• RECORD EXTRACTS:
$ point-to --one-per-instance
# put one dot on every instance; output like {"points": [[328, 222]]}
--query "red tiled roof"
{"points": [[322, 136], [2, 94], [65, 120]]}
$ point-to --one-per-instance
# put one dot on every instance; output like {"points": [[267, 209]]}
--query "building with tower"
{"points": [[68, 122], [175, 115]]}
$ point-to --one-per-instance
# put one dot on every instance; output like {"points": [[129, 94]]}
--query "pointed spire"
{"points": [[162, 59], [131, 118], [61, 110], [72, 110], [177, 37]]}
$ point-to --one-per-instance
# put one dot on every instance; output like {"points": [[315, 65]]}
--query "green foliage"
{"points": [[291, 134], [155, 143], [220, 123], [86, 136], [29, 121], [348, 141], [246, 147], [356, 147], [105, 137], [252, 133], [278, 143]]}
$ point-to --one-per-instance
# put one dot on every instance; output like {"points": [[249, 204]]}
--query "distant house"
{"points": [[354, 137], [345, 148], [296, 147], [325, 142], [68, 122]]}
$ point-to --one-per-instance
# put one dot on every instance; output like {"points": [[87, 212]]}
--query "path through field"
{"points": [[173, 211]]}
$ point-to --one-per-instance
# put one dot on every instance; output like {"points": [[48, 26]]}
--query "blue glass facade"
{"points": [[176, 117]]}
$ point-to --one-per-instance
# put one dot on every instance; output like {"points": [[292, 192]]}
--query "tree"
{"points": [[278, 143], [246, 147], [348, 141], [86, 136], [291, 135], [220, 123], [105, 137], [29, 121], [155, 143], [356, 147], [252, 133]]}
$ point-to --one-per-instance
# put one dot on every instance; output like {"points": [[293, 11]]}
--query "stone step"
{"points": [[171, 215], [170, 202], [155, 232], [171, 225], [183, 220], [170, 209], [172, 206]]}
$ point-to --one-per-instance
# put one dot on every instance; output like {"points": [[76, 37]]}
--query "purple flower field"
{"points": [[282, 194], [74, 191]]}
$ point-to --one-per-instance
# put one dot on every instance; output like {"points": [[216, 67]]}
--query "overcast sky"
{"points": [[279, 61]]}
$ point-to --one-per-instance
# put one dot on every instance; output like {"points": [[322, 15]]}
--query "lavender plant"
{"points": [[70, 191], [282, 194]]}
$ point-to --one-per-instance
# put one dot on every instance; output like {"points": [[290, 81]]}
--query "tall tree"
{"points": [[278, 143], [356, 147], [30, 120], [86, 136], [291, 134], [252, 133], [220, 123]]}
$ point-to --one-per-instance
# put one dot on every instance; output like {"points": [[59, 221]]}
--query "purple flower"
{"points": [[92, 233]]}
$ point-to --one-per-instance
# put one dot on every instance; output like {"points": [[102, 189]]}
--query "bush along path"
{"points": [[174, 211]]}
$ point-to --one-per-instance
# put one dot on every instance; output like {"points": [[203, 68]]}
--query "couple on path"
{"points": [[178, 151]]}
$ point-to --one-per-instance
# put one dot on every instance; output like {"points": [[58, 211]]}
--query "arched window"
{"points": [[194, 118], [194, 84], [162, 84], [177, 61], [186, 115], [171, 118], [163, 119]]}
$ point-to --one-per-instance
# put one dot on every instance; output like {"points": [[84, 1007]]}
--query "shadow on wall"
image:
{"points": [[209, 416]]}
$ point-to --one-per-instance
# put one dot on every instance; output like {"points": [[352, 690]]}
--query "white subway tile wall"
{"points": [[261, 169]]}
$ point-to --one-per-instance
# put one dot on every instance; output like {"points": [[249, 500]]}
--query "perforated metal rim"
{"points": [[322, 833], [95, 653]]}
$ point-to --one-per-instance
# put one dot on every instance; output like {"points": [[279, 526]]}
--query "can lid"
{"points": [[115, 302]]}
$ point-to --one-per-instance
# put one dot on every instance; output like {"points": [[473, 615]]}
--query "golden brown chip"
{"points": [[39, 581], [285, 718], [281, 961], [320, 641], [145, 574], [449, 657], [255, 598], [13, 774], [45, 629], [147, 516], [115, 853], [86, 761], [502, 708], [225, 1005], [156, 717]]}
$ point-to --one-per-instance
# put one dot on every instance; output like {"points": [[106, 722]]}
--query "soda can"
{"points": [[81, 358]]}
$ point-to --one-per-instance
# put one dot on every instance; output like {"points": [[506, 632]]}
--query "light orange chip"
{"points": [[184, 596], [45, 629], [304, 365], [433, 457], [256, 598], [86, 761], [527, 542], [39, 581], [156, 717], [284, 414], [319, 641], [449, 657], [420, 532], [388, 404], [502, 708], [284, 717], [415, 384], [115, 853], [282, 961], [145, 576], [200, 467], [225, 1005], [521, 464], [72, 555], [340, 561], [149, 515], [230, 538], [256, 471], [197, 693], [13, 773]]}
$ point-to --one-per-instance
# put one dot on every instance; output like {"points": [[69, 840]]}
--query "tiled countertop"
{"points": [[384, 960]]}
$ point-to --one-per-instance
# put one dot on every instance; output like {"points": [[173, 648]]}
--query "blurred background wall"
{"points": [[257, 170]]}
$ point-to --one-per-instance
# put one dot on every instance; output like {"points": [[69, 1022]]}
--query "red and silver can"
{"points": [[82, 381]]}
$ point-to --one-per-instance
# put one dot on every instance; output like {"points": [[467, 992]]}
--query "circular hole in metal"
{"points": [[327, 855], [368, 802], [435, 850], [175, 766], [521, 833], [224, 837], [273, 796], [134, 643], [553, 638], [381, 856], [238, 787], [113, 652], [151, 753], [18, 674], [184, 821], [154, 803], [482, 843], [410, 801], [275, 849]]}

• ASSIGNED TASK: Please return all of the records exactly as they appear.

• WRITTEN RESPONSE:
$ point-to --one-per-instance
# put one dot on every instance; output like {"points": [[328, 222]]}
--query "red tiled roof"
{"points": [[322, 136], [2, 94], [65, 120]]}
$ point-to --one-per-instance
# put one dot on every instance; output like {"points": [[267, 209]]}
--query "building with tower"
{"points": [[68, 122], [175, 115]]}
$ point-to --one-per-instance
# put one dot on every instance; output like {"points": [[129, 94]]}
--query "pointed spire"
{"points": [[162, 59], [131, 118], [61, 110], [72, 110], [177, 37]]}
$ point-to --one-per-instance
# put one dot on every instance; output like {"points": [[315, 65]]}
--query "green foliage"
{"points": [[291, 134], [155, 143], [220, 123], [86, 136], [29, 121], [348, 141], [246, 147], [356, 147], [105, 137], [252, 133], [278, 143]]}
$ point-to --one-per-instance
# put one dot on every instance; output like {"points": [[249, 204]]}
--query "distant house"
{"points": [[354, 137], [345, 148], [296, 147], [325, 142], [68, 122]]}
$ point-to --one-per-instance
# put one dot on every instance; output like {"points": [[87, 212]]}
--query "path through field"
{"points": [[173, 211]]}
$ point-to --one-per-instance
# put one dot on every instance; output like {"points": [[48, 26]]}
--query "blue glass facade"
{"points": [[176, 117]]}
$ point-to --one-per-instance
# put one dot on every instance; output like {"points": [[292, 192]]}
--query "tree"
{"points": [[278, 143], [246, 147], [348, 141], [86, 136], [291, 135], [220, 123], [105, 137], [29, 121], [155, 143], [356, 147], [252, 133]]}
$ point-to --one-per-instance
# put one dot on every instance; output like {"points": [[293, 11]]}
--query "stone step"
{"points": [[171, 215], [170, 202], [155, 232], [171, 225], [183, 220], [170, 209], [172, 206]]}
$ point-to --one-per-instance
# put one dot on every instance; output like {"points": [[76, 37]]}
--query "purple flower field"
{"points": [[282, 194], [74, 191]]}
$ point-to --one-per-instance
# put one dot on every instance; output like {"points": [[216, 67]]}
--query "overcast sky"
{"points": [[279, 61]]}
$ point-to --one-per-instance
# put one dot on every instance; output like {"points": [[322, 15]]}
--query "lavender plant"
{"points": [[70, 191], [282, 194]]}
$ point-to --one-per-instance
# put one dot on every instance; output like {"points": [[290, 81]]}
--query "tall tree"
{"points": [[278, 143], [356, 147], [30, 120], [86, 136], [291, 134], [252, 133], [220, 123]]}
$ point-to --one-per-instance
# put one dot on every instance; output like {"points": [[59, 221]]}
--query "purple flower"
{"points": [[92, 233]]}
$ point-to --one-per-instance
# put one dot on every instance; output like {"points": [[102, 189]]}
--query "bush along path"
{"points": [[174, 211]]}
$ point-to --one-per-instance
# put one dot on every instance; output like {"points": [[203, 68]]}
--query "couple on path"
{"points": [[178, 151]]}
$ point-to --one-per-instance
# put one dot on every instance; output like {"points": [[58, 211]]}
--query "arched window"
{"points": [[194, 118], [194, 84], [162, 84], [177, 61], [186, 115], [171, 118], [163, 119]]}
$ point-to --one-per-instance
# put one dot on every instance; output like {"points": [[84, 1007]]}
--query "shadow on wall"
image:
{"points": [[209, 416]]}
$ point-to --one-per-instance
# put one dot on every instance; output like {"points": [[352, 690]]}
--query "white subway tile wall"
{"points": [[261, 169]]}
$ point-to --one-per-instance
# put one dot on every instance; output like {"points": [[249, 500]]}
--query "perforated metal rim"
{"points": [[322, 833], [95, 653]]}
$ point-to --one-per-instance
# put one dot on every instance; output like {"points": [[279, 526]]}
--query "can lid"
{"points": [[115, 302]]}
$ point-to --one-per-instance
# put one dot on every instance; output like {"points": [[473, 615]]}
--query "golden brown chip"
{"points": [[39, 581], [285, 718], [281, 961], [320, 641], [145, 574], [449, 657], [255, 598], [13, 774], [45, 629], [147, 516], [115, 853], [86, 761], [502, 708], [225, 1005], [156, 717]]}
$ point-to --one-per-instance
# put one dot on every instance; output like {"points": [[106, 722]]}
--query "soda can"
{"points": [[81, 358]]}
$ point-to --one-per-instance
# put one dot on every instance; output like {"points": [[506, 632]]}
--query "light orange chip"
{"points": [[184, 596], [45, 629], [304, 365], [433, 457], [256, 598], [86, 761], [527, 542], [39, 581], [156, 717], [284, 414], [319, 641], [449, 657], [420, 532], [388, 404], [502, 708], [284, 717], [415, 384], [115, 853], [282, 961], [145, 576], [200, 467], [225, 1005], [521, 464], [72, 555], [340, 561], [149, 515], [230, 538], [256, 471], [197, 693], [13, 773]]}
$ point-to --one-per-instance
# put one dot on every instance; output like {"points": [[69, 840]]}
--query "tiled countertop"
{"points": [[384, 960]]}
$ point-to --one-per-instance
# put one dot on every instance; output like {"points": [[173, 648]]}
--query "blurred background wall"
{"points": [[257, 170]]}
$ point-to --one-per-instance
# put one dot on every instance; output like {"points": [[69, 1022]]}
--query "red and silver can"
{"points": [[82, 381]]}
$ point-to --one-per-instance
# put one dot on every instance; output like {"points": [[467, 992]]}
--query "circular hole in metal"
{"points": [[327, 855], [368, 802], [435, 850], [175, 766], [521, 833], [224, 837], [273, 796], [134, 643], [553, 638], [381, 856], [238, 787], [113, 652], [151, 753], [18, 674], [184, 821], [154, 803], [482, 843], [410, 801], [275, 849]]}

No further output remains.